═══ PASSAGE SHOWN

People's Republic of China government ministry

The Ministry of Industry and Information Technology (MIIT) is the sixth-ranked executive department of the State Council of the People's Republic of China. It is responsible for regulation and development of the postal service, Internet, wireless, broadcasting, communications, production of electronic and information goods, software industry and the promotion of the national knowledge economy.

== History ==
In 2004, the MIIT began the Connecting Every Village Project to promote universal access to telecommunication and internet services in rural China. The MIIT required that six state-owned companies, including the main telecommunications and internet providers China Mobile, China Unicom, and China Telecom, build the communications infrastructure and assist in financing the project. Beginning in late 2009, the program began building rural telecenters each of which had at least one telephone, computer, and internet connectivity. Approximately 90,000 rural telecenters were built by 2011. As of December 2019, 135 million rural households had used broadband internet. The program successfully extended internet infrastructure throughout rural China and promoted development of the internet.

══════
═══ ENTRIES PROVIDED

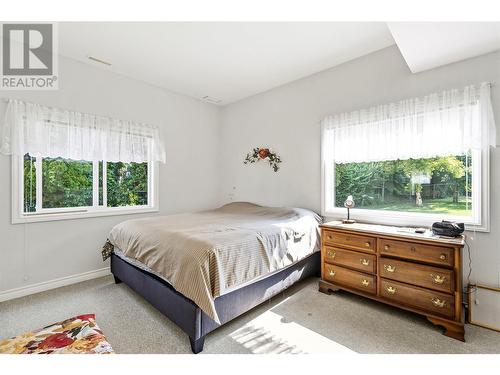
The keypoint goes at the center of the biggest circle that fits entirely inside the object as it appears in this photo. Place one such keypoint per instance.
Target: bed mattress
(207, 254)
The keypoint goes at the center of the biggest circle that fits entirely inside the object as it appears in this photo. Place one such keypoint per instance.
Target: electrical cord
(469, 288)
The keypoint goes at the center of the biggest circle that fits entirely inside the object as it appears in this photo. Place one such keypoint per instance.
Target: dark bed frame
(188, 316)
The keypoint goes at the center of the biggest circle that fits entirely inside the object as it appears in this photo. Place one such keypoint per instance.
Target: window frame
(480, 199)
(69, 213)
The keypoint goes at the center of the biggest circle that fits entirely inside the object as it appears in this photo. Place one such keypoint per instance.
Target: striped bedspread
(203, 254)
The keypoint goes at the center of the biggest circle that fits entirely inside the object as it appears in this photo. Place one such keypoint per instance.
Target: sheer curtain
(449, 123)
(52, 132)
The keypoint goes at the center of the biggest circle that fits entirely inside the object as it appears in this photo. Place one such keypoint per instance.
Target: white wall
(287, 119)
(40, 252)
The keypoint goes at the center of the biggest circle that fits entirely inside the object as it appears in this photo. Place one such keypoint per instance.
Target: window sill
(399, 219)
(82, 213)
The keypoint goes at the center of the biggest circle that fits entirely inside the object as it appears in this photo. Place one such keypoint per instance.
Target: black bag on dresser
(447, 228)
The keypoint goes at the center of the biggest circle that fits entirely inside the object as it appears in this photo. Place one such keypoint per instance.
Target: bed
(204, 269)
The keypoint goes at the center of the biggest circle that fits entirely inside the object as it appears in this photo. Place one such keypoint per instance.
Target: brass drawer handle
(438, 303)
(391, 290)
(389, 268)
(438, 279)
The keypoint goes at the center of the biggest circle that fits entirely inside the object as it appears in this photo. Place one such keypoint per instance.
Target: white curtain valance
(450, 123)
(57, 133)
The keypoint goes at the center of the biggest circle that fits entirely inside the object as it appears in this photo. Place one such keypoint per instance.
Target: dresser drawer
(425, 253)
(352, 259)
(440, 279)
(422, 299)
(351, 241)
(351, 279)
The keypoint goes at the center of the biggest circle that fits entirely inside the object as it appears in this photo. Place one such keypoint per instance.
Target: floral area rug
(78, 335)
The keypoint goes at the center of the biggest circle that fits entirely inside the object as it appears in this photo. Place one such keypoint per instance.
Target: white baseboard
(52, 284)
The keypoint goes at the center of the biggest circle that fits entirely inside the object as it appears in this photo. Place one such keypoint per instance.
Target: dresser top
(403, 232)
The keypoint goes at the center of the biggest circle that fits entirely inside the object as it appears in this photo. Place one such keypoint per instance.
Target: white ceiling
(226, 61)
(427, 45)
(232, 61)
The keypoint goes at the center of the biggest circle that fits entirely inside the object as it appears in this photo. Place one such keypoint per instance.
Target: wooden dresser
(416, 272)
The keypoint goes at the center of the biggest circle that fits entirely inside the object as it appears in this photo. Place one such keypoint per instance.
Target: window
(69, 165)
(411, 163)
(76, 187)
(440, 185)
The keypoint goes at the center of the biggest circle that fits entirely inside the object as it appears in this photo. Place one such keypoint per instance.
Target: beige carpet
(301, 320)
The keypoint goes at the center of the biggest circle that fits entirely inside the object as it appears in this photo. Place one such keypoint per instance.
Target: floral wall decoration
(261, 153)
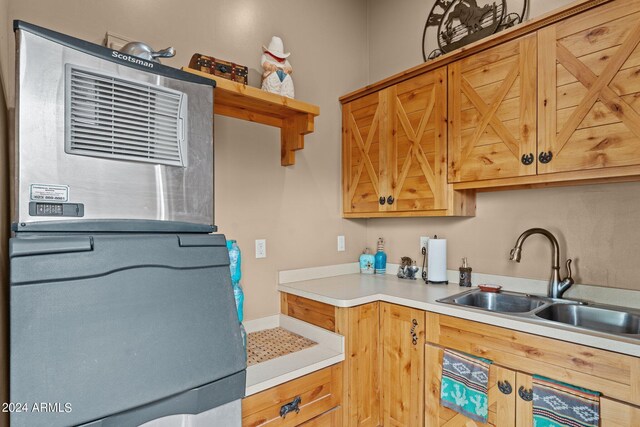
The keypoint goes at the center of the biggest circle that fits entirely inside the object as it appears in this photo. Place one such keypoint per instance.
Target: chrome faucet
(557, 286)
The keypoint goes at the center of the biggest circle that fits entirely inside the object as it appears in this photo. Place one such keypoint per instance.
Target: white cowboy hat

══════

> [YOUR INSTRUCTIONS] Retype the portion of the passage on China's Ministry of Industry and Information Technology starting with "People's Republic of China government" and going on through "national knowledge economy.".

> [OUTPUT OF THE EXERCISE]
People's Republic of China government ministry

The Ministry of Industry and Information Technology (MIIT) is the sixth-ranked executive department of the State Council of the People's Republic of China. It is responsible for regulation and development of the postal service, Internet, wireless, broadcasting, communications, production of electronic and information goods, software industry and the promotion of the national knowledge economy.